Your task is to output the data exactly as it stands.

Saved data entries
+===+
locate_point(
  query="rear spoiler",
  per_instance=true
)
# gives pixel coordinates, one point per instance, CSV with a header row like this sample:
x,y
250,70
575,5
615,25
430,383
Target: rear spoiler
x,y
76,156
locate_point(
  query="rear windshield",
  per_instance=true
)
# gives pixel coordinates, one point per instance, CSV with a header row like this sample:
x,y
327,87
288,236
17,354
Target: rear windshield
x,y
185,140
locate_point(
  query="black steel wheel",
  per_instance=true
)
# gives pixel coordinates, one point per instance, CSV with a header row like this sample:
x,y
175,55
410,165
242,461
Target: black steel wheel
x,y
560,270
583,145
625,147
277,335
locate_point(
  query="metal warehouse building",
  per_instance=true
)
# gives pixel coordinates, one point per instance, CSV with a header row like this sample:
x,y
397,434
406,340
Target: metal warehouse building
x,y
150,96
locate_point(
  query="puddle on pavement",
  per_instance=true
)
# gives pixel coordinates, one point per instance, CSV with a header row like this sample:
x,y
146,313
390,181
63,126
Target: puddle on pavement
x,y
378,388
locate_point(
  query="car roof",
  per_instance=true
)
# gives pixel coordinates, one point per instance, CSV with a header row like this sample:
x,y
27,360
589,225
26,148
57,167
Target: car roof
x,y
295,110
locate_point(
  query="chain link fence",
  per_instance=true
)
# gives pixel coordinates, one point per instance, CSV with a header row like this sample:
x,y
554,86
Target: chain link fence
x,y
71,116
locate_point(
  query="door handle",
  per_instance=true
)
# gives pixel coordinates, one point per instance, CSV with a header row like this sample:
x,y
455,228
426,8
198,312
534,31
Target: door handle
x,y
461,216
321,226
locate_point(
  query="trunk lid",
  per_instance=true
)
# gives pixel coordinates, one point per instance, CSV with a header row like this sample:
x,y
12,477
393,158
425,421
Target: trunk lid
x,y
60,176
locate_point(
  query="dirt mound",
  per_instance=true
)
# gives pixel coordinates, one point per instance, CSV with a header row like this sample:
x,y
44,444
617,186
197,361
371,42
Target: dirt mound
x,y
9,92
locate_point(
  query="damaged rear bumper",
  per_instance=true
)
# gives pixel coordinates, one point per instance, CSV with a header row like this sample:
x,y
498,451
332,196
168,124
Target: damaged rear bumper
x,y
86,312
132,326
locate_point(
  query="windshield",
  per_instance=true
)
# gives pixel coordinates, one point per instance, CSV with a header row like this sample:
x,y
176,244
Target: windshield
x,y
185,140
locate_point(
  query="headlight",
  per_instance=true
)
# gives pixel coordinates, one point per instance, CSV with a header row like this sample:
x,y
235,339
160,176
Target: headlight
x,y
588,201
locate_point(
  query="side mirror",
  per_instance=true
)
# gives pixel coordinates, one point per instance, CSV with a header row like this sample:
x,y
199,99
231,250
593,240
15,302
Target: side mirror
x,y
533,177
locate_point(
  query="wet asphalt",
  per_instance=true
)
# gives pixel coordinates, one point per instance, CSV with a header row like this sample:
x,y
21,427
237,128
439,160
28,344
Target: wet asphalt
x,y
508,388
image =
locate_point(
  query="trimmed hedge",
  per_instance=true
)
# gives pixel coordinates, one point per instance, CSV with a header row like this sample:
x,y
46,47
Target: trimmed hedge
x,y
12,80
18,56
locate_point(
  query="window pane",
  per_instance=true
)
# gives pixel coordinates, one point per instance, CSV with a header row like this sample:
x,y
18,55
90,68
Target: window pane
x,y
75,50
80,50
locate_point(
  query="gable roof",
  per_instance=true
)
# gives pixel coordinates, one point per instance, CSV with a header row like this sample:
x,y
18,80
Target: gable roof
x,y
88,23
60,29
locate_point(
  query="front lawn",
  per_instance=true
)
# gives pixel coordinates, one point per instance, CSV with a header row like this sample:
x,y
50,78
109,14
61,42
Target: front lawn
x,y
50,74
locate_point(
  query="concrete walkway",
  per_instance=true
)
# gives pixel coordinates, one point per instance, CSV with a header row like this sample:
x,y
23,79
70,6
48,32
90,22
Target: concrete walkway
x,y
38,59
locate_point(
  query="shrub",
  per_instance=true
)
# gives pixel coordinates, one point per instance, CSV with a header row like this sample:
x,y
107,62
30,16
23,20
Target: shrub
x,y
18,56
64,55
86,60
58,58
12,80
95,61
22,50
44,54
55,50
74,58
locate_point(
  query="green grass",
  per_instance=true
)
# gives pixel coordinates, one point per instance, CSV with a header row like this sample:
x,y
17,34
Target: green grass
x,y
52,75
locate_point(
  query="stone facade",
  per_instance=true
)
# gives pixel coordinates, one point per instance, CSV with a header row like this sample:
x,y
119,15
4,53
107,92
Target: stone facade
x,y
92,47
+===+
- _Right answer_:
locate_point(
  query="rear spoiler",
  per_instance=true
)
# gives pixel coordinates, one point per instance, CSV with a header row like this sample:
x,y
250,70
575,5
615,25
430,383
Target: rear spoiler
x,y
76,156
locate_point(
  query="rear windshield",
  per_instance=true
)
# gives pixel coordinates, one point per instance, CSV with a header row like this sample:
x,y
327,87
288,236
17,354
Target: rear windshield
x,y
185,140
locate_point(
  query="black steel wheel",
  per_instance=true
)
# gives pixel coordinates, one point per instance, CSV with a header row like this sample:
x,y
175,55
410,165
242,461
Target: black steel wheel
x,y
560,270
583,145
625,147
277,335
locate_point(
  query="metal warehouse building",
  per_instance=true
)
# gives pixel coordinates, one point per instance, CSV with a header row like this sample:
x,y
397,434
406,340
Target: metal warehouse building
x,y
150,96
locate_point(
  query="puddle on pavement",
  per_instance=true
)
# gives pixel coordinates, one point per instance, CSV with a header row like this sample:
x,y
146,313
390,181
63,126
Target: puddle on pavement
x,y
378,388
locate_point(
  query="car roof",
  per_instance=true
)
# gives pixel coordinates, one point per instance, CSV with a header row like this sample:
x,y
27,360
589,225
26,148
57,167
Target: car roof
x,y
295,110
locate_point(
  query="chain link fence",
  per_instance=true
)
# gives pixel coordinates, one point per instance, CSV with a header row like this sample:
x,y
554,86
Target: chain link fence
x,y
71,116
locate_point(
  query="door handle",
  per_instance=true
)
# gives pixel coordinates, one point per instance, CSV with a header row like this sample:
x,y
455,228
426,8
198,312
534,31
Target: door handle
x,y
461,216
321,226
locate_point(
  query="trunk lid",
  per_instance=true
)
# gives pixel coordinates, one point per instance, CSV with a header row like this sample:
x,y
12,477
393,158
425,421
Target: trunk lid
x,y
60,176
locate_point(
  query="dirt mound",
  per_instance=true
)
# gives pixel coordinates, one point per instance, CSV with a header row like this sample:
x,y
44,444
617,186
197,361
371,42
Target: dirt mound
x,y
9,92
locate_point(
  query="damaged rear bumper",
  per_instance=true
)
# gives pixel coordinates, one point per instance, CSV with a header row like this sample:
x,y
498,451
332,196
168,124
Target: damaged rear bumper
x,y
86,312
132,326
locate_point(
  query="windshield",
  per_instance=true
)
# gives pixel coordinates, one point per instance, CSV with a header row like this sample:
x,y
176,244
Target: windshield
x,y
185,140
locate_point(
  query="headlight",
  per_instance=true
)
# gives pixel coordinates, one point per instance, CSV with a header row like this sample:
x,y
235,339
160,176
Target: headlight
x,y
588,201
locate_point(
  query="side mirror",
  per_instance=true
)
# gives pixel coordinates, one point per instance, CSV with a header row like this sample:
x,y
199,99
231,250
593,240
15,302
Target: side mirror
x,y
533,177
locate_point(
  query="wet asphalt",
  per_instance=true
)
# gives pixel coordinates, one point per instance, CSV with a header row like this sample:
x,y
21,427
237,128
439,160
28,344
Target: wet asphalt
x,y
508,388
image =
locate_point(
  query="trimmed hedge",
  per_instance=true
)
# gives pixel coordinates, one point per instance, CSV with a header row like this sample:
x,y
46,47
Target: trimmed hedge
x,y
12,80
18,56
locate_point(
  query="window pane",
  per_instance=true
)
# gives pixel coordinates, one point per instance, CSV with a header row like this sample:
x,y
18,55
90,68
Target: window pane
x,y
75,50
80,50
locate_point(
  query="gable roof",
  per_instance=true
)
# gives pixel coordinates, one point per instance, CSV with a header row like this sample:
x,y
18,80
Target: gable roof
x,y
88,23
60,29
locate_point(
  query="front lawn",
  per_instance=true
)
# gives pixel coordinates, one point per instance, CSV with a header row like this sample:
x,y
50,78
109,14
61,42
Target: front lawn
x,y
50,74
locate_point(
  query="concrete walkway",
  per_instance=true
)
# gives pixel coordinates, one point per instance, CSV with a header row like this sample:
x,y
23,79
70,6
48,32
90,22
Target: concrete walkway
x,y
38,59
locate_point(
  query="shrub",
  per_instance=true
)
# gives pixel coordinates, one point per instance, CSV with a header row like this sample:
x,y
107,62
30,16
23,20
Target: shrub
x,y
18,56
64,55
86,60
58,58
12,80
95,61
22,50
44,54
55,50
74,58
locate_point(
  query="green grass",
  per_instance=true
)
# gives pixel coordinates, one point per instance, CSV with a header row like this sample:
x,y
17,34
Target: green grass
x,y
52,75
locate_point(
  query="stone facade",
  per_instance=true
)
# gives pixel coordinates, one point per instance, CSV with a header row like this sample:
x,y
119,15
4,53
107,92
Target: stone facade
x,y
92,47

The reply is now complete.